▶ **DOCUMENT EXTRACT**:
--- Start ---
Towards Automation of Sense-type Identification of Verbs in OntoSenseNet(Telugu) 1footnote 11footnote 1 * This work was presented at 6^{th} International Workshop on Natural Language Processing for Social Media (SocialNLP) at 56^{th} Annual Meeting of the Association for Computational Linguistics, ACL.

Towards Automation of Sense-type Identification of Verbs in OntoSenseNet(Telugu) 111 * This work was presented at International Workshop on Natural Language Processing for Social Media (SocialNLP) at Annual Meeting of the Association for Computational Linguistics, ACL.

Sreekavitha Parupalli, Vijjini Anvesh Rao and Radhika Mamidi
Language Technologies Research Center (LTRC)
International Institute of Information Technology, Hyderabad
{sreekavitha.parupalli, vijjinianvesh.rao}

In this paper, we discuss the enrichment of a manually developed resource of Telugu lexicon, OntoSenseNet. OntoSenseNet is a ontological sense annotated lexicon that marks each verb of Telugu with a primary and a secondary sense. The area of research is relatively recent but has a large scope of development. We provide an introductory work to enrich the OntoSenseNet to promote further research in Telugu. Classifiers are adopted to learn the sense relevant features of the words in the resource and also to automate the tagging of sense-types for verbs. We perform a comparative analysis of different classifiers applied on OntoSenseNet. The results of the experiment prove that automated enrichment of the resource is effective using SVM classifiers and Adaboost ensemble.

1 Introduction

Telugu is morphologically rich and follows different grammatical structures compared to western languages such as English and Spanish. However, to maintain compatibility, the western ideology of rules are adopted in current approaches. Thus, many ideas and significant information of the language is lost. Indian languages are generally fusional (Hindi, English) and agglutinative in nature (Telugu) Pingali and Varma (2006). The morphological structure of agglutinative language is unique and capturing its complexity in a machine analyzable and reproducible format is a challenging job Dhanalakshmi et al. (2009).
--- End ---
(Records from a point labeling set)
--- Start ---
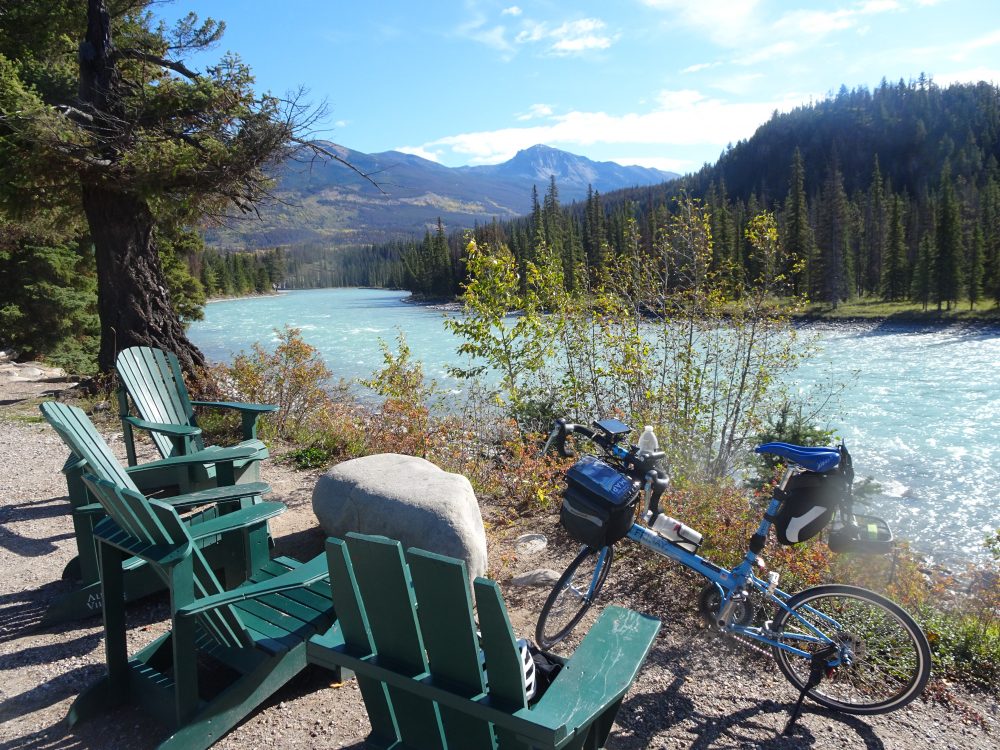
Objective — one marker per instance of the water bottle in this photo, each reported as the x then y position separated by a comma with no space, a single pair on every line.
675,531
647,440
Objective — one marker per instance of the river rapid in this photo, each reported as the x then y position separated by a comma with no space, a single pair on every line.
919,407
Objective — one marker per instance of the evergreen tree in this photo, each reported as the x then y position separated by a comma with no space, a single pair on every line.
876,229
832,242
974,268
798,235
923,272
894,265
119,128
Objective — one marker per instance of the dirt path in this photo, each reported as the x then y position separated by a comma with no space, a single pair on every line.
696,690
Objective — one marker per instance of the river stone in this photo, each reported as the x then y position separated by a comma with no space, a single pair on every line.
404,498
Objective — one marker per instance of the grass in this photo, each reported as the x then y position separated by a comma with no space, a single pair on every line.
877,309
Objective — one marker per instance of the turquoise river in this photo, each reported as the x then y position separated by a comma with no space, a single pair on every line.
919,407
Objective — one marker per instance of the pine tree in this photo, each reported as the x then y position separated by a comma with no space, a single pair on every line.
923,272
949,256
877,207
830,284
894,264
974,268
798,235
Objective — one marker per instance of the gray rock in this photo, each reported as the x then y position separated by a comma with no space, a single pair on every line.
540,577
404,498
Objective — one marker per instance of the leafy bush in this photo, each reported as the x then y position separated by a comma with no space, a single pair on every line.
293,377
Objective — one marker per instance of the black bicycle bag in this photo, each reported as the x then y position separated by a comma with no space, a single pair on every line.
598,504
807,505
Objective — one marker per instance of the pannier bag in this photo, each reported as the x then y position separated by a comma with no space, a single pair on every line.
598,504
807,505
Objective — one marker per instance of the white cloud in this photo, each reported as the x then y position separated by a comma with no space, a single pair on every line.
698,66
679,118
725,22
985,41
746,26
970,75
535,111
568,38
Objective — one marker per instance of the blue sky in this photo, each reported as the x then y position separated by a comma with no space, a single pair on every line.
662,83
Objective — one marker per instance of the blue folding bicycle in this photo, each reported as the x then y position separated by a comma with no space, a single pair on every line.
845,647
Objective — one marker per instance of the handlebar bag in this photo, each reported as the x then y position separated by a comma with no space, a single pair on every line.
807,505
598,504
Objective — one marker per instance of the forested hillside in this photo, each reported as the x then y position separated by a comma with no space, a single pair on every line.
891,194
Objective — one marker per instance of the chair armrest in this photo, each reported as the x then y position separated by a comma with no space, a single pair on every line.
222,455
600,671
309,572
249,414
238,519
262,408
172,430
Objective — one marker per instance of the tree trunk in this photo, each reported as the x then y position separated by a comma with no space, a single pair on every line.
132,296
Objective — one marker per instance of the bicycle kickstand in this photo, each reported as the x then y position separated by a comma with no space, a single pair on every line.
817,670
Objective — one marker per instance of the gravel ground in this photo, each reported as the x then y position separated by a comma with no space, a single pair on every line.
696,690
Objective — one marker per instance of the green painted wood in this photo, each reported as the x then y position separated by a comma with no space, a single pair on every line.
499,646
577,711
153,381
441,586
354,633
390,609
238,554
258,630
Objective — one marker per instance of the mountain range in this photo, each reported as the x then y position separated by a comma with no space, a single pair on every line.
324,202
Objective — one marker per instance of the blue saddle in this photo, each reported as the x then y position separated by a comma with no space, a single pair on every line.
813,459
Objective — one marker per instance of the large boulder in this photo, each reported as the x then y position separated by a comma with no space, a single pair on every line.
404,498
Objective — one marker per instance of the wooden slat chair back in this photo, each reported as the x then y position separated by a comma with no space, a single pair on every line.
153,380
89,453
251,639
85,442
154,532
406,627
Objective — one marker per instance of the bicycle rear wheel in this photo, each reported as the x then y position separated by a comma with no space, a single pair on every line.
571,597
885,658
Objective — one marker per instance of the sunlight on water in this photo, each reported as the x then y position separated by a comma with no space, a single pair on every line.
919,407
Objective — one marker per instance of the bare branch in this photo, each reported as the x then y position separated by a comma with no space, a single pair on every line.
315,147
174,65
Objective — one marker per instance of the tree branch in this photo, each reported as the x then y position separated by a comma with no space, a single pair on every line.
316,148
174,65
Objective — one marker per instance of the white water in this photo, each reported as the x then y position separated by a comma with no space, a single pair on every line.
919,411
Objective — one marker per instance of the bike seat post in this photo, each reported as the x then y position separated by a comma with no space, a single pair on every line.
790,470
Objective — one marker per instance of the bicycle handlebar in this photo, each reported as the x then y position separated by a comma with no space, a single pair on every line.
642,467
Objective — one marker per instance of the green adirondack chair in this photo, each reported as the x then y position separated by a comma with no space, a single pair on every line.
152,380
227,651
235,557
406,628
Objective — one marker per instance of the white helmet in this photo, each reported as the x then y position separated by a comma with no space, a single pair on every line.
527,667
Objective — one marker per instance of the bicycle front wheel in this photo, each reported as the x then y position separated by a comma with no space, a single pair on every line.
572,595
884,658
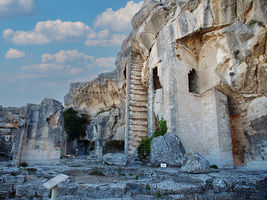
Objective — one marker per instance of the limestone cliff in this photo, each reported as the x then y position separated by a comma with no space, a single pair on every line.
40,138
202,66
94,96
9,120
100,101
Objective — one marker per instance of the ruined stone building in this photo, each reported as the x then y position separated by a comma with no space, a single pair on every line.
202,66
199,64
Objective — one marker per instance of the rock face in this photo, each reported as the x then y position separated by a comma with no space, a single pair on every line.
9,120
202,66
167,149
94,96
40,137
99,100
115,159
196,164
106,128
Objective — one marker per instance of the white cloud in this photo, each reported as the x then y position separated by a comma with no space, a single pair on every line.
43,67
14,53
118,20
48,31
69,62
105,62
12,8
67,56
115,40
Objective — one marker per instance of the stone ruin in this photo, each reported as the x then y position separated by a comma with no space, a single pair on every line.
201,65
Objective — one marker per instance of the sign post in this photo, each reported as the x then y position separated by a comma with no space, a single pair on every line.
53,183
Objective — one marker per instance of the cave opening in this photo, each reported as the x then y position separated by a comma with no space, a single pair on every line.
193,82
156,81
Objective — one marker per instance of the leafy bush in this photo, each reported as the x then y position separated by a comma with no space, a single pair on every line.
74,126
214,166
144,147
23,164
163,128
97,173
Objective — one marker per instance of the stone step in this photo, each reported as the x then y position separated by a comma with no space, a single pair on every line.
138,114
135,77
139,97
134,91
136,73
138,108
137,128
135,82
137,87
134,102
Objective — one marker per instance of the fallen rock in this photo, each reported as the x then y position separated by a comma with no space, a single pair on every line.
196,164
115,159
167,149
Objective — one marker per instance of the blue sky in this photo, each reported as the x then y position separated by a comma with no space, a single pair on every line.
47,44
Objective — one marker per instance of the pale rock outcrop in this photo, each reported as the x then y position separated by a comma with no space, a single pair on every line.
40,137
202,65
167,149
106,127
115,159
94,96
9,120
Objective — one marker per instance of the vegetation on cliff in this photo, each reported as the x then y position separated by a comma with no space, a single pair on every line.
144,147
74,125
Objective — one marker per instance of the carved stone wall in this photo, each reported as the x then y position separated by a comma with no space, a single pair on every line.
225,43
40,137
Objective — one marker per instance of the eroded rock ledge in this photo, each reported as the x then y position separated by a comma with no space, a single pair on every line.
202,66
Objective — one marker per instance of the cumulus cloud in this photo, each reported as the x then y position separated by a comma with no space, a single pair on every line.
48,31
114,40
69,62
14,53
66,56
118,20
104,62
12,8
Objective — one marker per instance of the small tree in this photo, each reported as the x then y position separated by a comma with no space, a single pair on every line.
74,125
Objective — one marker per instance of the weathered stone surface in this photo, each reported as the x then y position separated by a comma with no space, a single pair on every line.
225,43
41,137
167,149
196,164
9,120
94,96
115,159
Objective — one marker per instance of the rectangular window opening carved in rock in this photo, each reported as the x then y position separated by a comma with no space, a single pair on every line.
193,82
156,81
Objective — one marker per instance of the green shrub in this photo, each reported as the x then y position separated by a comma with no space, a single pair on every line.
32,170
97,173
157,194
74,125
144,148
214,166
147,187
23,164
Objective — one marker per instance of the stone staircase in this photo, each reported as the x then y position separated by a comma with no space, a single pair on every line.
137,108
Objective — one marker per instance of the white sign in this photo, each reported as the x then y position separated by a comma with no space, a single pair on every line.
55,181
163,165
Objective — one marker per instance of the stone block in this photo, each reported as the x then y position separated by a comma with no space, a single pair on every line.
115,159
196,164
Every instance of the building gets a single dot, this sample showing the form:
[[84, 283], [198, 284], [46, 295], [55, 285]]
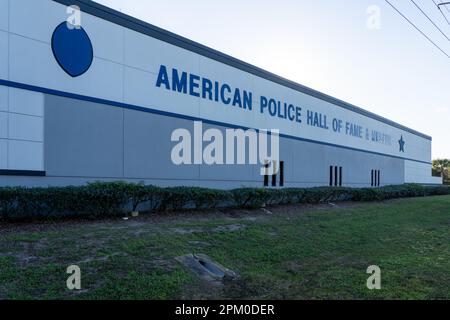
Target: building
[[97, 99]]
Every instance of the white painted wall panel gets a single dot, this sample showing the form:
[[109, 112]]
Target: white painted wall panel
[[107, 36], [25, 155], [140, 91], [4, 17], [148, 54], [36, 19], [3, 125], [134, 81], [23, 127], [418, 173], [32, 62], [3, 154], [26, 102]]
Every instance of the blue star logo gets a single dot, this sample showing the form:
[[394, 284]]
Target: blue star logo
[[401, 142]]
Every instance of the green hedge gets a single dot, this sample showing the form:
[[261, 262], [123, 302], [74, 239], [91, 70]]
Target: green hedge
[[117, 199]]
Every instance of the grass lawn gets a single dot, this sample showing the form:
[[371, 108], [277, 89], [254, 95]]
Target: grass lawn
[[297, 252]]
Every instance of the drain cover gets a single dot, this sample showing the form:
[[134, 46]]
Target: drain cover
[[206, 268]]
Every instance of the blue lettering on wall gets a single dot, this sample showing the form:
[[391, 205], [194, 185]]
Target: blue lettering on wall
[[224, 93]]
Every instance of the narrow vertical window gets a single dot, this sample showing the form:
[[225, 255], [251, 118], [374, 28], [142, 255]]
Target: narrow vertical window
[[266, 176], [335, 177], [274, 176], [331, 176], [372, 181]]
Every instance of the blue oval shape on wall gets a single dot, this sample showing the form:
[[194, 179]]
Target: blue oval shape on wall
[[72, 49]]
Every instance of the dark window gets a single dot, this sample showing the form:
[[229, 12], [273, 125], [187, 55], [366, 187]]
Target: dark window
[[331, 176], [375, 178], [266, 176], [335, 176], [274, 176]]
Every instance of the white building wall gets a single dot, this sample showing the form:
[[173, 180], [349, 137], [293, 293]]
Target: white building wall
[[125, 69], [416, 172]]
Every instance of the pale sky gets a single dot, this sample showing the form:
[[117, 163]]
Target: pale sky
[[326, 45]]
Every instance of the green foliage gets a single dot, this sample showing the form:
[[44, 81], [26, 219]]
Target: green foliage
[[114, 199]]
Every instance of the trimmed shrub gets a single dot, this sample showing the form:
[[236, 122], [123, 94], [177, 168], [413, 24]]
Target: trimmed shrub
[[118, 198]]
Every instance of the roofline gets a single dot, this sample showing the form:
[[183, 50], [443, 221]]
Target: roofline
[[142, 27]]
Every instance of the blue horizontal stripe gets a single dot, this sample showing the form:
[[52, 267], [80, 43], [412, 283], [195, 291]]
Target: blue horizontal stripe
[[22, 173], [175, 115]]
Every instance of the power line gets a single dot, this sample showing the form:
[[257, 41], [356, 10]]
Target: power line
[[434, 24], [440, 10], [415, 27]]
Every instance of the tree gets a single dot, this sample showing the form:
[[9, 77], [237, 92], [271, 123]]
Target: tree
[[441, 167]]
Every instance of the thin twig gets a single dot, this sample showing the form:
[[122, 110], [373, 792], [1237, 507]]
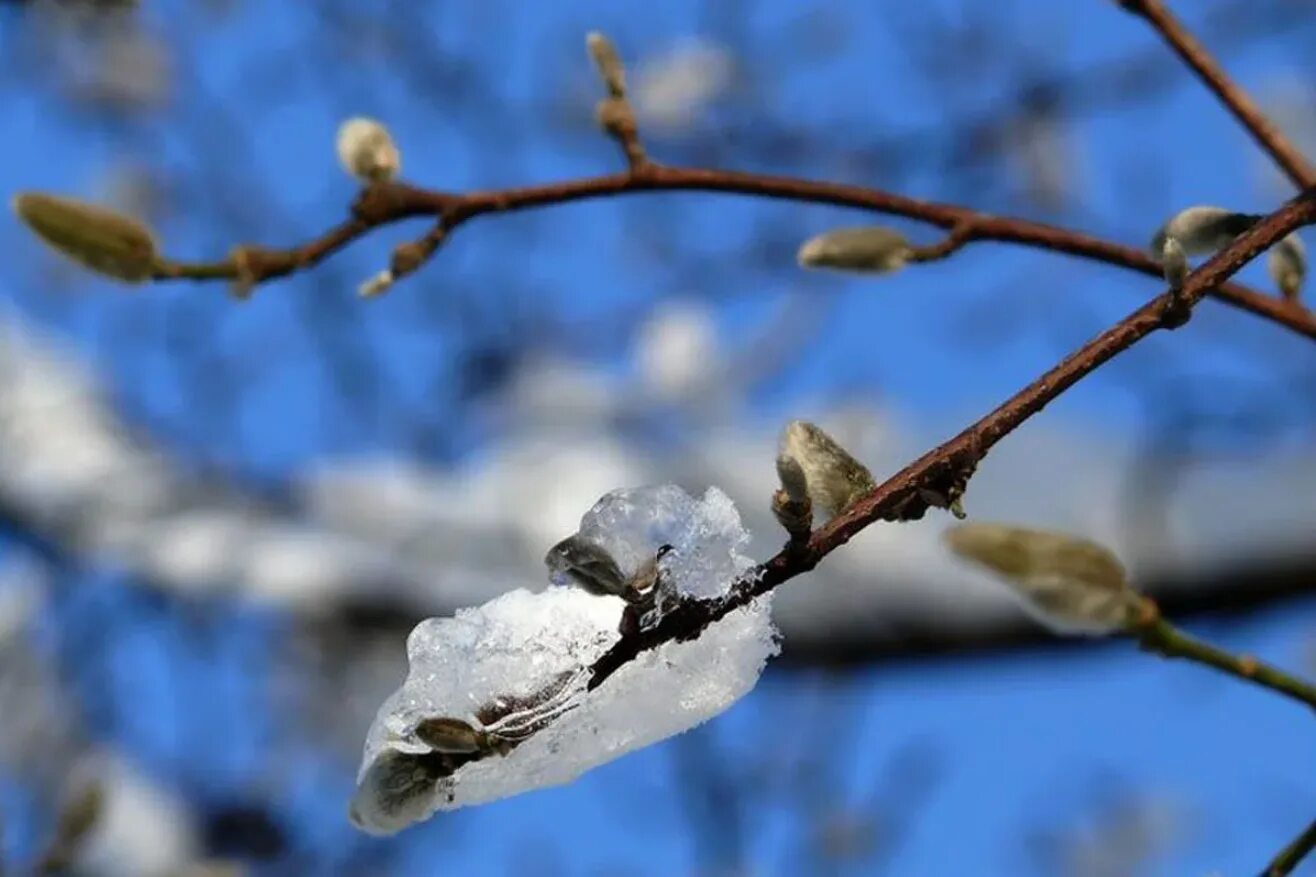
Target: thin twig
[[1235, 99], [386, 203], [1157, 635], [1292, 855], [945, 468]]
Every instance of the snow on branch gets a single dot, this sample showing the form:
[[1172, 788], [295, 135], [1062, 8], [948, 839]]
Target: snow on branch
[[496, 699]]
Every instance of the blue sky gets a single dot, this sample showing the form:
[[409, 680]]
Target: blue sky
[[1020, 740]]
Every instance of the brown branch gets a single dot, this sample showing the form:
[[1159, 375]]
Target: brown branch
[[1292, 855], [944, 469], [386, 203], [1235, 99]]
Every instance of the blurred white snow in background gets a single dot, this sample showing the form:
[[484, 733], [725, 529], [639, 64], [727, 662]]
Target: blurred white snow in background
[[434, 540]]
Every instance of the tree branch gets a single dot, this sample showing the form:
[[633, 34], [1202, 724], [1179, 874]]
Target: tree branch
[[386, 203], [944, 470], [1157, 635], [1292, 855], [1235, 99]]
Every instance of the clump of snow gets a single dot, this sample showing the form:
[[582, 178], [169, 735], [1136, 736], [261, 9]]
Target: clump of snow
[[706, 535], [516, 669]]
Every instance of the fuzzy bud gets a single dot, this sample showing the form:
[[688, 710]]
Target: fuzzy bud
[[98, 239], [586, 565], [1067, 584], [791, 504], [835, 478], [1287, 266], [80, 811], [608, 62], [1174, 262], [396, 790], [1202, 231], [367, 152], [866, 250], [449, 735], [616, 117], [377, 285]]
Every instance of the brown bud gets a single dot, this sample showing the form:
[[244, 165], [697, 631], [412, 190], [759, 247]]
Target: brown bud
[[1071, 585], [616, 117], [1203, 229], [835, 478], [449, 735], [1287, 266], [367, 150], [865, 250], [98, 239], [608, 62]]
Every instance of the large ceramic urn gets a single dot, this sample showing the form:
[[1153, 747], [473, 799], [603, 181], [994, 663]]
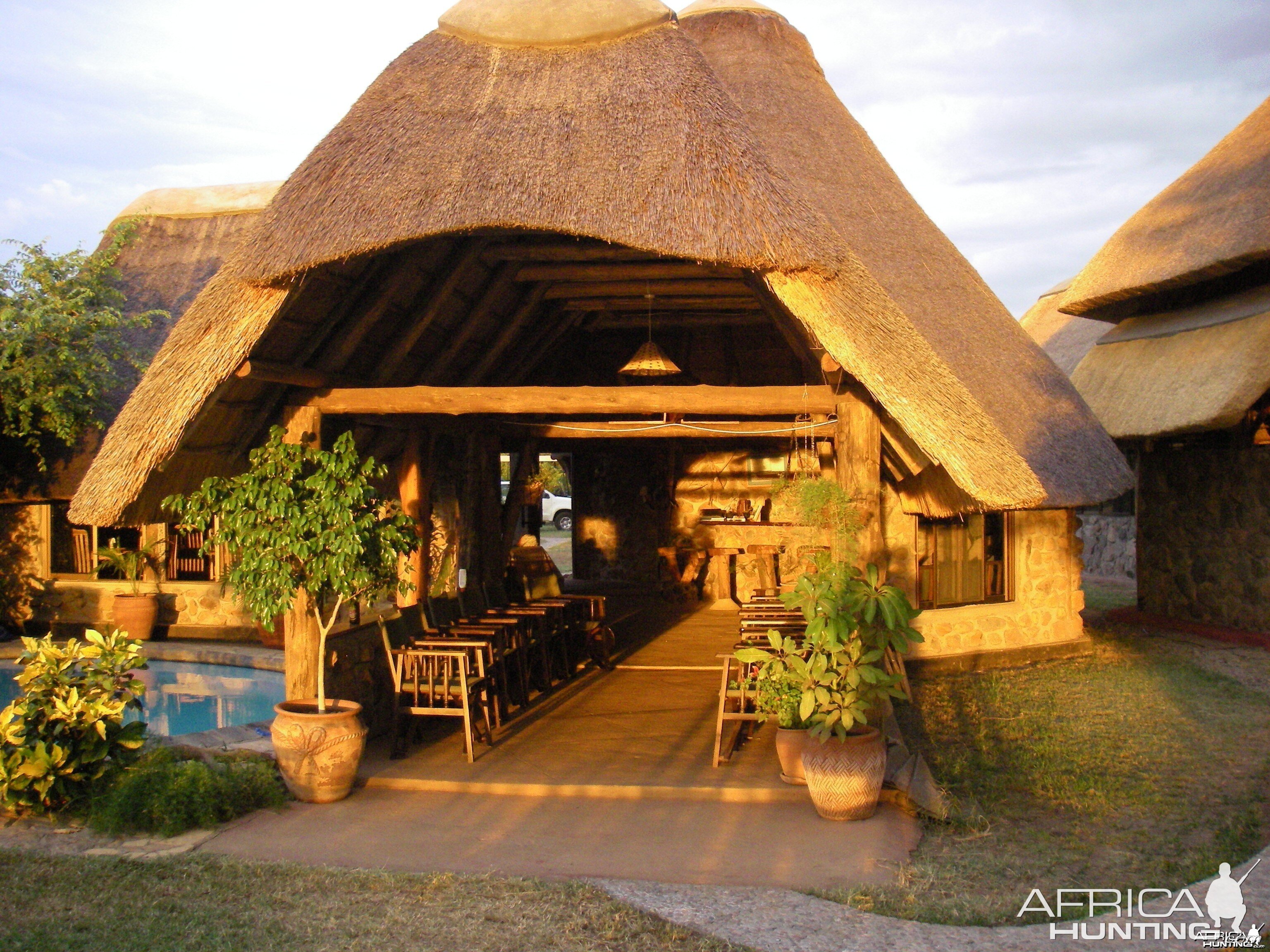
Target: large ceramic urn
[[318, 753]]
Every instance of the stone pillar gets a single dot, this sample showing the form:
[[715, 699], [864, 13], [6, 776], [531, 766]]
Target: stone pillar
[[303, 426], [858, 464]]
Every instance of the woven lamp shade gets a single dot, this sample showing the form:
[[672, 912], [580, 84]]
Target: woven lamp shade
[[649, 362]]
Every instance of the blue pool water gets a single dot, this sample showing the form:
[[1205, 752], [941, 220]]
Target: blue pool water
[[183, 697]]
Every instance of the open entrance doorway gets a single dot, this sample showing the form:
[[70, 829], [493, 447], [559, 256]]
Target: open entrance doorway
[[548, 511]]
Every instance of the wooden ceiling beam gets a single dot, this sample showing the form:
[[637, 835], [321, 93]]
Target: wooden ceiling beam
[[404, 283], [511, 331], [703, 319], [441, 370], [634, 271], [437, 298], [568, 252], [564, 402], [664, 305], [703, 429], [708, 287]]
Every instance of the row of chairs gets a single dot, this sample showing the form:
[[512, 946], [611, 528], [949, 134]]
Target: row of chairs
[[483, 658]]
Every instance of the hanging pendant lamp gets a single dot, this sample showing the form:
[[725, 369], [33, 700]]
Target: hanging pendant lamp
[[649, 361]]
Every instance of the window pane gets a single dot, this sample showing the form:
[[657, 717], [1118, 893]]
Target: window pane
[[959, 573]]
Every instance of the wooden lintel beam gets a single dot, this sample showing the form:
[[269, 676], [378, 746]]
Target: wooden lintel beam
[[703, 429], [274, 372], [707, 287], [567, 252], [700, 319], [740, 402], [664, 304], [633, 271]]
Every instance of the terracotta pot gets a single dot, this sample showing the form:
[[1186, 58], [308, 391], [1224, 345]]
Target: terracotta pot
[[318, 753], [789, 750], [136, 615], [844, 777], [272, 639]]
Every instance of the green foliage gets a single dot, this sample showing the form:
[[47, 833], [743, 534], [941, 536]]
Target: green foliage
[[303, 518], [825, 505], [131, 564], [67, 730], [63, 351], [836, 671], [173, 790]]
--- End ---
▶ **SET OF TASKS**:
1 - List the authors of the Telugu OntoSenseNet paper.
2 - Copy verbatim the lines of the records that begin at the line containing "Every instance of the woven" and end after the line containing "[[483, 658]]".

▶ **FULL SOLUTIONS**:
1 -
Sreekavitha Parupalli
Vijjini Anvesh Rao
Radhika Mamidi

2 -
Every instance of the woven lamp shade gets a single dot, this sample showing the form:
[[672, 912], [580, 84]]
Target: woven lamp shade
[[649, 362]]
Every instance of the blue pool water gets a single dot, this sample showing the form:
[[1205, 752], [941, 220]]
Target: blue pool water
[[183, 697]]
Every instance of the open entrance doorway gets a single dot, this sample showing the form:
[[70, 829], [493, 447], [559, 256]]
Target: open entrance doorway
[[548, 511]]
Every instance of the wooden ceiling beam gets a single dot, this sample showing the form:
[[637, 835], [321, 93]]
Target: wooden ceiling beam
[[404, 283], [511, 331], [703, 319], [441, 370], [634, 271], [437, 298], [568, 252], [564, 402], [664, 305], [703, 429], [708, 287]]
Every instance of the row of chairs gets a single dot, this sample showing the form:
[[512, 946], [611, 528], [949, 134]]
Target: row of chairs
[[483, 658]]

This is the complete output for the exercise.